AIM OF THE EXERCISE – Your answer must be a word-for-word copy of the data.

DATA PROVIDED –
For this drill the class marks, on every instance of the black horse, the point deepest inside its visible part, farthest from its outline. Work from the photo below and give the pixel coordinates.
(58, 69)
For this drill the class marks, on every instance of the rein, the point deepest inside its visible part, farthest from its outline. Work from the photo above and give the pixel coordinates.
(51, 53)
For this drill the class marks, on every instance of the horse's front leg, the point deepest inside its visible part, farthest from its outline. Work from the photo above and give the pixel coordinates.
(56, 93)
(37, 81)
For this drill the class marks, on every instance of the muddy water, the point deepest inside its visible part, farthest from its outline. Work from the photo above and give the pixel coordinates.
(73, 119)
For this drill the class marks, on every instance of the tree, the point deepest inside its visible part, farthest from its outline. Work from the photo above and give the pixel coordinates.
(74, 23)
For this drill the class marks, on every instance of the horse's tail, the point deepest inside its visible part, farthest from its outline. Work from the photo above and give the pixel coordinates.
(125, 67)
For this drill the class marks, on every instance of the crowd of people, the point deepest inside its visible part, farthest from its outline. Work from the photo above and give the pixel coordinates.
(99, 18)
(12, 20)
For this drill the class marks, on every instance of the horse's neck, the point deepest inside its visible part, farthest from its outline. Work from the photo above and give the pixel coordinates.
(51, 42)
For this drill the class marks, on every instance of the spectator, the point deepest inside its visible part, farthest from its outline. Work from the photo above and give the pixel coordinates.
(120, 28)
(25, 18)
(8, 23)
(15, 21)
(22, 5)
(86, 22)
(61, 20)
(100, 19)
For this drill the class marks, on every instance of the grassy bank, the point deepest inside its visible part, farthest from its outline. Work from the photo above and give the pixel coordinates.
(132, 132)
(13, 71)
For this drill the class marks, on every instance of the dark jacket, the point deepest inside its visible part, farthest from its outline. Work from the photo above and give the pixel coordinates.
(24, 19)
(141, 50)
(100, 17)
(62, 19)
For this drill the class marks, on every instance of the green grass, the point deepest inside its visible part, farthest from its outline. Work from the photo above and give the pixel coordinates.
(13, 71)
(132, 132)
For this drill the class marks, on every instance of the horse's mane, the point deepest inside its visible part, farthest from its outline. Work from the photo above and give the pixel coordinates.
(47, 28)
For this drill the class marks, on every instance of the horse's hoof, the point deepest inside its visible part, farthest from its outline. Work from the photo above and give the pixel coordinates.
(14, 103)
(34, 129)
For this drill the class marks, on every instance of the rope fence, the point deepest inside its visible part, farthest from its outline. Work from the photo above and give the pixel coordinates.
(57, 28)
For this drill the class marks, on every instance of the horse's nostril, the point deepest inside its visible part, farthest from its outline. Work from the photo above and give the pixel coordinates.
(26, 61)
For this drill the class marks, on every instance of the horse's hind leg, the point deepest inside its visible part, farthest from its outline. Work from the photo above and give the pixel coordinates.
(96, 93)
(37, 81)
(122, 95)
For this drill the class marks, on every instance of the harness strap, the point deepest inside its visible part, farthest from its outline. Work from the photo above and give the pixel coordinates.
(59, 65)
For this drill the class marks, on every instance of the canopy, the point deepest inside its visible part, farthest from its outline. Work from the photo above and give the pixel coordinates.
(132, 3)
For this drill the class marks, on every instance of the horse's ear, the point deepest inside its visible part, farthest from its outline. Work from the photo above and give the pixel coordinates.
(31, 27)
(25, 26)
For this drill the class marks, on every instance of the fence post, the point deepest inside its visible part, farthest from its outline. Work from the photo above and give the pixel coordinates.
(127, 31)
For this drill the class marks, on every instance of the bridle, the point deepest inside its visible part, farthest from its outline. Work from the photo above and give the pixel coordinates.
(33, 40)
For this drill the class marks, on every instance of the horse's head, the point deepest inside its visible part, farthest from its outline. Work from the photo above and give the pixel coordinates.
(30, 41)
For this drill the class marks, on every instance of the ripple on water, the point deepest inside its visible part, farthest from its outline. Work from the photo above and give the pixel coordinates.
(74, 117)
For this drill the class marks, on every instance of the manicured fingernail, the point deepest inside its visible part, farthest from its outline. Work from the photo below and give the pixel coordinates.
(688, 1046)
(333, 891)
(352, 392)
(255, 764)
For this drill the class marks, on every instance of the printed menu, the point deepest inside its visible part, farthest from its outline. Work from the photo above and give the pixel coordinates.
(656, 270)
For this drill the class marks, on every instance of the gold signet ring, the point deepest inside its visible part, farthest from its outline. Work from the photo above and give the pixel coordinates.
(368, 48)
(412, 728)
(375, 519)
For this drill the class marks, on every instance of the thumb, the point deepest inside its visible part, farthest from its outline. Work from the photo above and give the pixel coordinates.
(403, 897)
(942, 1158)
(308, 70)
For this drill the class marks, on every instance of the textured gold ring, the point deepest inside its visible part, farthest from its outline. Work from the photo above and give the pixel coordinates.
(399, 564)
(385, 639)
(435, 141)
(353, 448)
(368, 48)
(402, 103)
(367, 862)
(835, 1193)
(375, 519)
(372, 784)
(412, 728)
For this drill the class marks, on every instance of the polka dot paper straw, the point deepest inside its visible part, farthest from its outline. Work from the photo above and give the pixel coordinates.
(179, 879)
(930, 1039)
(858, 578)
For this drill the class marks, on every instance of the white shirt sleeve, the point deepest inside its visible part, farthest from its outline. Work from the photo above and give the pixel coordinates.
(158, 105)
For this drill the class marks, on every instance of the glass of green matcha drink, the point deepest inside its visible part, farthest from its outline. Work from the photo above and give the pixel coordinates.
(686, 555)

RESPONSE TO THE TASK –
For this drill the class marks, on every instance of the black horse, the point deepest inside its visible part, farthest from its outline. Work from the photo below and give the pixel coordinates.
(58, 69)
For this drill the class marks, on every instance of the rein, the point deepest inside its visible part, farthest from its outline. Work from the photo above and give the pixel coordinates.
(51, 53)
For this drill the class marks, on every instance of the horse's front leg, the point deepest inside its visible part, farthest from its outline. Work from the photo above and give the pixel coordinates.
(56, 93)
(37, 81)
For this drill the class marks, on every instance of the muddy water, the point deepest inside its visible part, farthest from its outline. Work from the photo above and give the pixel coordinates.
(73, 119)
For this drill the class marks, on every instance of the tree, the point deepest inside its visible part, farthest from its outline. Work from the photo above and give the pixel coordinates.
(74, 23)
For this drill the class marks, on every instance of the horse's tail, the point deepest inside its visible part, farthest from its outline. Work from the photo above and give the pixel coordinates.
(125, 67)
For this drill the class marks, on every instance of the crowd of people, the point deepest inside its visible part, farthest from its outline. Work from the photo above and give the pixel coordinates.
(99, 18)
(12, 20)
For this drill the class marks, on every instance of the horse's neck, the point deepest inside its visible part, farthest from its outline. Work from the photo above and give the pixel coordinates.
(51, 42)
For this drill the class marks, on every instance of the spectator, the point deepest inside its visible part, farthest from its outline. Work from the photo above and give the pixel coordinates.
(120, 28)
(25, 18)
(8, 23)
(15, 21)
(22, 5)
(86, 22)
(61, 20)
(100, 19)
For this drill the class marks, on every instance of the grassy bank, the point deepest inside its visible part, farthest from its outline. Work from the photo above and give the pixel coordinates.
(132, 132)
(13, 71)
For this drill the class marks, on every instance of the dark jacket, the point deepest inside its visible part, farthest from its outline. Work from the photo above and give the pixel coordinates.
(24, 19)
(141, 50)
(100, 17)
(62, 19)
For this drill the class marks, on every instance of the green grass, the point deepest inside its visible part, farthest from its outline. Work from the photo above and give the pixel coordinates.
(13, 71)
(132, 132)
For this drill the class marks, on every instance of the horse's mane, the point deepest inside its visible part, farthest from its outline. Work from the photo above and give the pixel coordinates.
(47, 28)
For this drill the class marks, on every instance of the horse's hoof, the point deepest inside its visible part, farthest from its outline. Work from the photo above and give the pixel coordinates.
(14, 103)
(34, 129)
For this drill the class marks, on every instance of the rope fence, the point deepest inside its visible part, farthest from its outline. Work from the photo above and give the pixel coordinates.
(57, 28)
For this drill the class marks, on every instance of the horse's nostril, the point deepest inside its visible part, farthest from its outline. Work from the photo above and give the pixel coordinates.
(26, 61)
For this drill the class marks, on every instance of the horse's hind leg, the point deepest inside its visible part, farthest from its outline. Work from the photo above and give the pixel coordinates.
(96, 93)
(37, 81)
(122, 95)
For this drill the class marks, on every instance of the harness strap, the point deepest inside its visible part, farthest from its outline. Work from the photo above and give the pixel coordinates.
(59, 65)
For this drill the class marks, on every instance of the canopy, the point deepest inside its visible part, farthest from its outline. Work from the photo above and give the pixel coordinates.
(132, 3)
For this drill the class marks, on every instance of the horse's ear, the point deepest inside its visible part, farthest from its outline. Work from the photo above and give the pixel coordinates.
(31, 27)
(25, 26)
For this drill the class marks, on every instance of the fence post, the point deepest inside its visible part, farthest from its outline. Work from the photo above and give the pixel coordinates.
(127, 31)
For this drill the class marks, on every instance of the bridle, the point deepest inside its visible part, farthest from its outline. Work from the photo above and give the pixel coordinates.
(33, 40)
For this drill the class marks, on every instance of the horse's head, the point deepest inside its visible part, farthest from its outline. Work from the photo above and give the pixel coordinates.
(30, 41)
For this drill the class marks, on every instance of the ripple on water, the point deepest inside its visible part, farthest from its outline. Work from the photo above and give the pixel coordinates.
(74, 117)
For this drill the class marks, on every instance of the manicured fingernail, the point deepest inside its visible part, farthest from its outline. Work from the photo below and give the pixel coordinates.
(688, 1046)
(333, 891)
(352, 392)
(255, 764)
For this drill the class marks, on every instance of the printed menu, the point deepest inside its visible part, farthest from its outline. Work from the photo above and give the pixel coordinates.
(656, 270)
For this drill the class marks, on every instance of the gold signet ring, the point deepest inside its visible part, farthest from its outline. Work from the photo above and give the pixel coordinates.
(368, 48)
(412, 728)
(375, 519)
For this drill the class marks, on every instance of the thumb, the point deepest inside its visible part, farthest from its outline. Work from the photo above and give the pixel coordinates.
(403, 897)
(942, 1158)
(308, 70)
For this drill the class marks, on every instance of the textured gold ring, the point deepest inside its visible part, farthest from its outline. Work from the photo above and give the pixel coordinates.
(399, 564)
(385, 639)
(435, 141)
(353, 448)
(368, 48)
(402, 103)
(367, 862)
(835, 1193)
(375, 519)
(372, 784)
(412, 728)
For this drill the class marks, on every instance of the polka dot paper straw, the point deepest inside its visible part, farthest from its outline. Work from the photo above and give the pixel coordinates.
(179, 879)
(930, 1039)
(858, 578)
For this drill the class marks, on every instance of the white shirt sleeve, the point deepest inside its visible part, farthest from its outline. Work from the photo above and give the pixel coordinates.
(158, 105)
For this drill the class marks, on every instance of the glass of green matcha drink, the point deepest inside its visible part, farthest from its outline. Work from the photo above and give the pixel coordinates.
(686, 555)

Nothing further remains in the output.